■ **Short problem**: Repeat the part of the material that opens with the line containing "[locate] the broad" and closes with the line containing "x=520, y=339", both included.

■ **Material supplied**:
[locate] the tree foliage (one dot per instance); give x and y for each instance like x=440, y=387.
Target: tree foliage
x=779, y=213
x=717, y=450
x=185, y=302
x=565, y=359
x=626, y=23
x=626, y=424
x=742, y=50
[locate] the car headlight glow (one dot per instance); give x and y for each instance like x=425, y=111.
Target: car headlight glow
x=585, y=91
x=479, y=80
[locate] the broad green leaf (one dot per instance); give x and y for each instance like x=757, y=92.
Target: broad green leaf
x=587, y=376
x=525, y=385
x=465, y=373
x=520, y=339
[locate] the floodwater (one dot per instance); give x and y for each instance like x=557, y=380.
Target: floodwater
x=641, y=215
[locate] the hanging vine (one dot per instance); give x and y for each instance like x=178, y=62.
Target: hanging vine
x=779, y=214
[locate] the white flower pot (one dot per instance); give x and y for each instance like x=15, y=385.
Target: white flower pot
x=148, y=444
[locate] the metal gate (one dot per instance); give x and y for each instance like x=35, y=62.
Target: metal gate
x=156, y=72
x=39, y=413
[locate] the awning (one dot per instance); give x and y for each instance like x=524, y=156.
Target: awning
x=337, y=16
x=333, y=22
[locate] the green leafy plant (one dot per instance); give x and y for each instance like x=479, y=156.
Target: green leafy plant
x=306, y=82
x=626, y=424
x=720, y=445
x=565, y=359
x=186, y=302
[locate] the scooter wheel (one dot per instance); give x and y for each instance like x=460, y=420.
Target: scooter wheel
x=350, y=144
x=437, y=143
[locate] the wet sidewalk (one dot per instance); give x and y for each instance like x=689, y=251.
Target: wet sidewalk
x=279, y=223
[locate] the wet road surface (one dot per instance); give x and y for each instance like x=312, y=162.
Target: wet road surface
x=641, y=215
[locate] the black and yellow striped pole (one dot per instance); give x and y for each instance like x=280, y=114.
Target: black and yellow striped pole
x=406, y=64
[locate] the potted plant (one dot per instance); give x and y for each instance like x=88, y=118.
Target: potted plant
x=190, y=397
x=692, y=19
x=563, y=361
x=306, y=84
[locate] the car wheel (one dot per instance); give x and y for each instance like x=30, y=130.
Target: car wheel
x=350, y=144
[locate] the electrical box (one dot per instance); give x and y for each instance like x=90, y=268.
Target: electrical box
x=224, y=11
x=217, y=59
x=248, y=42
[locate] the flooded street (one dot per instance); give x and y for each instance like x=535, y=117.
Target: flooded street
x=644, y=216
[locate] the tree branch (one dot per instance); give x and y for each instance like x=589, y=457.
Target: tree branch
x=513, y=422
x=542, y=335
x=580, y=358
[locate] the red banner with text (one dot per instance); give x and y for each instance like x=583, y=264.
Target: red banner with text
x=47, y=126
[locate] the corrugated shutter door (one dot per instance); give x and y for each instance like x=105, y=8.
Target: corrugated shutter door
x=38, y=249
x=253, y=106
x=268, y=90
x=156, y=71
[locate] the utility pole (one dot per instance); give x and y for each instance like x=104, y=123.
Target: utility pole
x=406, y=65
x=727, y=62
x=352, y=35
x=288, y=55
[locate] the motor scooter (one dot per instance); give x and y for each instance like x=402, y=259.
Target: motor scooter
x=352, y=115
--
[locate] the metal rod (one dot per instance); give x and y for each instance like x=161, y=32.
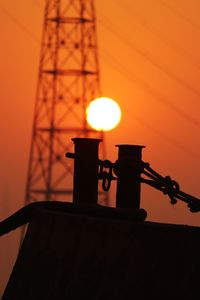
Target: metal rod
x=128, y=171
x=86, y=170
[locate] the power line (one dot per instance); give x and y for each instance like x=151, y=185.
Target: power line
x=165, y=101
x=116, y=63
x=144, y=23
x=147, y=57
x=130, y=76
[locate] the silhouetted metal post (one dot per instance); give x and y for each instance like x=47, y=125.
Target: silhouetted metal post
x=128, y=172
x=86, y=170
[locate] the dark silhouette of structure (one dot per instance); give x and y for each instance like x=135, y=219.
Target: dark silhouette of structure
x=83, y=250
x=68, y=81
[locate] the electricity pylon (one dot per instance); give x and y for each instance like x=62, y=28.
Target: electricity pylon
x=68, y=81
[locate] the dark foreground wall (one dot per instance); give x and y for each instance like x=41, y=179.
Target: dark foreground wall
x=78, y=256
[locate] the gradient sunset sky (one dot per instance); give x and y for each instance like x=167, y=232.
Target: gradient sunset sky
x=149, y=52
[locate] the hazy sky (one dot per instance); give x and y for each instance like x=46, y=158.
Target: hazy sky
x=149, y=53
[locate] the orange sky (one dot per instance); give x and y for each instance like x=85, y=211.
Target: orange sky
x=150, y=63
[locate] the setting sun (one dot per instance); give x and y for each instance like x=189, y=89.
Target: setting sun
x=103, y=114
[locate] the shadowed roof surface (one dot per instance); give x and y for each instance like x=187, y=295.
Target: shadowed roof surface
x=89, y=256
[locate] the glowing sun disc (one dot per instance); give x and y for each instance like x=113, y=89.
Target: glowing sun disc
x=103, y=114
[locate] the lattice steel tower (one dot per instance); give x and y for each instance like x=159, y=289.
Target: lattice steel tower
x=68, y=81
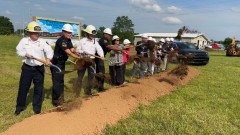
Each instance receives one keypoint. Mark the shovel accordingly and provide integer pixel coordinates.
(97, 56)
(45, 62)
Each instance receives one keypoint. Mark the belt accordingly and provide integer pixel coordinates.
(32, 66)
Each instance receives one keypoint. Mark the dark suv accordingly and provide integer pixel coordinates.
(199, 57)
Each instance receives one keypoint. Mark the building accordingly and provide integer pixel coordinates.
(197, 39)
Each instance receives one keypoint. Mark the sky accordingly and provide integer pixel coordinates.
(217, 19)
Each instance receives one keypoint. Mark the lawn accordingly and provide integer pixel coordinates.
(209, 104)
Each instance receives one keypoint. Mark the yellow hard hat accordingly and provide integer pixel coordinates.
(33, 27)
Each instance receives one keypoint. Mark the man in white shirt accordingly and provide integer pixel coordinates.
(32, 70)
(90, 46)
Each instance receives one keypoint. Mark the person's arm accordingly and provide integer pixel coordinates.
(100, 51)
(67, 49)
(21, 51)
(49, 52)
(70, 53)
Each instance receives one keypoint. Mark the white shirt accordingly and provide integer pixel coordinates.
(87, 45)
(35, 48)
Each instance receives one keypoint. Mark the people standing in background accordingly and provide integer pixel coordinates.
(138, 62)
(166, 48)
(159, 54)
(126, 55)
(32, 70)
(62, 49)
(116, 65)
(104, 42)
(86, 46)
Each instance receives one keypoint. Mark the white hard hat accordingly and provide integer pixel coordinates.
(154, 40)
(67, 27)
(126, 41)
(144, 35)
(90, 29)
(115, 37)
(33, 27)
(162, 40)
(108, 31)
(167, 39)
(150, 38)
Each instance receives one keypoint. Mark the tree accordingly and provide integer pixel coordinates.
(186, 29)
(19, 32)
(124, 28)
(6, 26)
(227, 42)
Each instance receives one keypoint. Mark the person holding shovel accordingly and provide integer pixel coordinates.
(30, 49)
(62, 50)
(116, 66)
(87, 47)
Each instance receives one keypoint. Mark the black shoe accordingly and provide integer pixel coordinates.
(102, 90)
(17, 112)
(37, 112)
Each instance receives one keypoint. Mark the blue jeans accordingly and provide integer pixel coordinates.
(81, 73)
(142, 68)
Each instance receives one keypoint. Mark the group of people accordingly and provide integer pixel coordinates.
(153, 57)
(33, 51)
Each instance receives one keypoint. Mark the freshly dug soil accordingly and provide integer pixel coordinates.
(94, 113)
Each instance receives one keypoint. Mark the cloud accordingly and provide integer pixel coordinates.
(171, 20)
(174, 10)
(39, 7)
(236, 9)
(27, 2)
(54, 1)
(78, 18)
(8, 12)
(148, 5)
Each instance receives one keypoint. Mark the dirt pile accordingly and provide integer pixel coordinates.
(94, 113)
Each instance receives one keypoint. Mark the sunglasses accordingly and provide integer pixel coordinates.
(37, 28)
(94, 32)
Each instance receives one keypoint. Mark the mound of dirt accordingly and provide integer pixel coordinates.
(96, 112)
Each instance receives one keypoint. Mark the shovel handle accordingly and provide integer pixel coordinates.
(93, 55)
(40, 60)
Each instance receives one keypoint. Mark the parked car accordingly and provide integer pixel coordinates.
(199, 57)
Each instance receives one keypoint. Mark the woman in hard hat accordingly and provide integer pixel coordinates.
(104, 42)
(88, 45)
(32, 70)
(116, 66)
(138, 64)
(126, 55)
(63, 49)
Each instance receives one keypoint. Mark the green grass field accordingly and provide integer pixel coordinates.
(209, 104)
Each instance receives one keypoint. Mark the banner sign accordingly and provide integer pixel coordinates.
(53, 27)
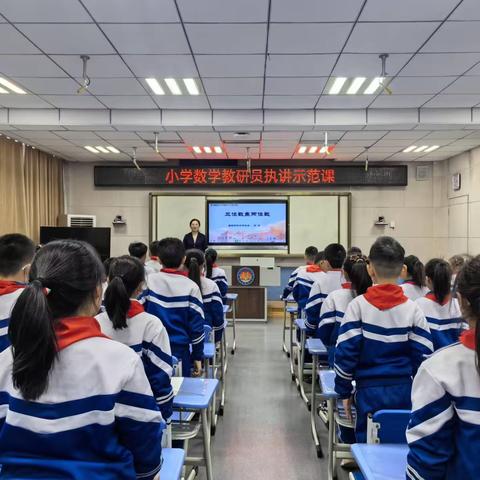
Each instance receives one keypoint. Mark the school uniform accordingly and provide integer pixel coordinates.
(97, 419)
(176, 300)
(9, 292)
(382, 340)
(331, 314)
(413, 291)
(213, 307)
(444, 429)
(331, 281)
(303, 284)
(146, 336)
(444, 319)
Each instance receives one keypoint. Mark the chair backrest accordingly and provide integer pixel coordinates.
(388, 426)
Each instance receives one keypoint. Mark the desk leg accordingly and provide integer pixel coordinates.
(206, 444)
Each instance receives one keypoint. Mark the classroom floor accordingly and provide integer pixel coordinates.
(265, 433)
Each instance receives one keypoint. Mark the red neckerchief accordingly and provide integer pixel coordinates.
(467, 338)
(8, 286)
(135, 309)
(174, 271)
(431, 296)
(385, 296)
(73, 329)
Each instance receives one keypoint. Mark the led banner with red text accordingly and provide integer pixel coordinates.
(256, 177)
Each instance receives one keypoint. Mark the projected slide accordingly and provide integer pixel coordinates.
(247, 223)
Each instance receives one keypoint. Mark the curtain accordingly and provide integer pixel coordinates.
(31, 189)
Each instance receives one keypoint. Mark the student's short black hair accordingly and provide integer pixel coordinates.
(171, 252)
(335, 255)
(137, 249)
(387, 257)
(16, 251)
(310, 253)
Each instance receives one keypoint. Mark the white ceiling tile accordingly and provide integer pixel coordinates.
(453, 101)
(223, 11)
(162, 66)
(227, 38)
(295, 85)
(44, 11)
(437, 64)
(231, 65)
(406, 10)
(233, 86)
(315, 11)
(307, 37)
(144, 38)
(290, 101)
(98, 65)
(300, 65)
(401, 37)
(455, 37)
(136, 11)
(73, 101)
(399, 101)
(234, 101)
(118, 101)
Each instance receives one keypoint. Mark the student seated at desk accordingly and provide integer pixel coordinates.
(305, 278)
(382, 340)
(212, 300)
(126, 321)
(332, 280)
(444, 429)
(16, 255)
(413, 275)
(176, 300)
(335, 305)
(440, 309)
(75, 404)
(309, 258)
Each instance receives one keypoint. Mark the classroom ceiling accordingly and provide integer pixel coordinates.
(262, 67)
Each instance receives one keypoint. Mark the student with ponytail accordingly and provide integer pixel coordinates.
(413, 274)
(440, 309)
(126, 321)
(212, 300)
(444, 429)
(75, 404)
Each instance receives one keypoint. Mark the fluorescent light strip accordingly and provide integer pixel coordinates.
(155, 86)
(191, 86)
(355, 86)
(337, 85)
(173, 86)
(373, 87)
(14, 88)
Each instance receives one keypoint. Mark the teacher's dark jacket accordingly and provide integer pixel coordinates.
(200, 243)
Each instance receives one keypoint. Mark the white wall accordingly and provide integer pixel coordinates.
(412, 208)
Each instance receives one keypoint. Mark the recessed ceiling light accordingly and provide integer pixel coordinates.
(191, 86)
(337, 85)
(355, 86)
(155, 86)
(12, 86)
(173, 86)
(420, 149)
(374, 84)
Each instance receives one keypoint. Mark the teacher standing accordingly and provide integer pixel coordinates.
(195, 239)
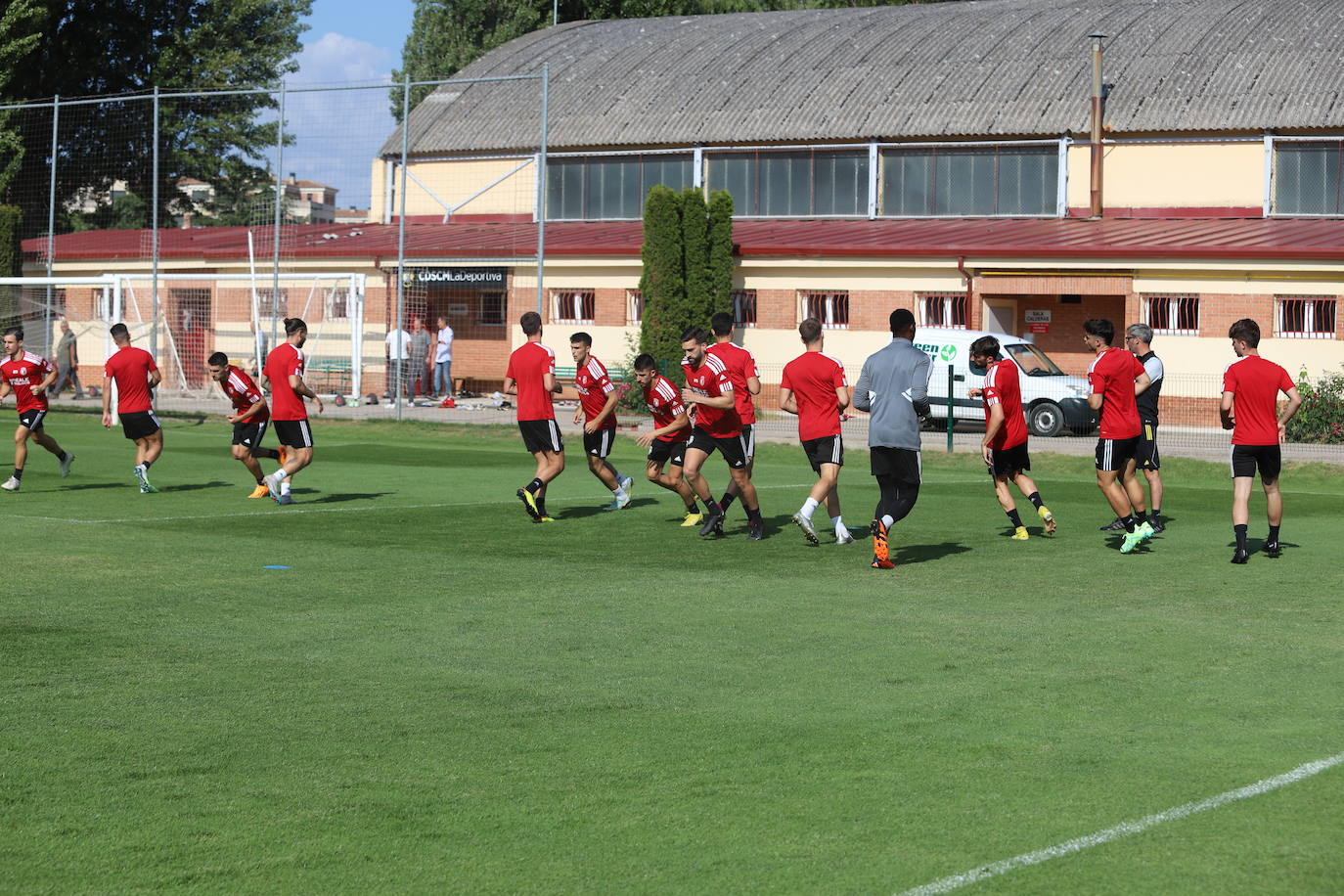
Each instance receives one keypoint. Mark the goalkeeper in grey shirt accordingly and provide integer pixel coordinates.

■ **Written solution**:
[locate] the broad green leaf (one dot per instance); give x and y for each instance like x=757, y=92.
Target: broad green leaf
x=587, y=376
x=525, y=385
x=465, y=373
x=520, y=339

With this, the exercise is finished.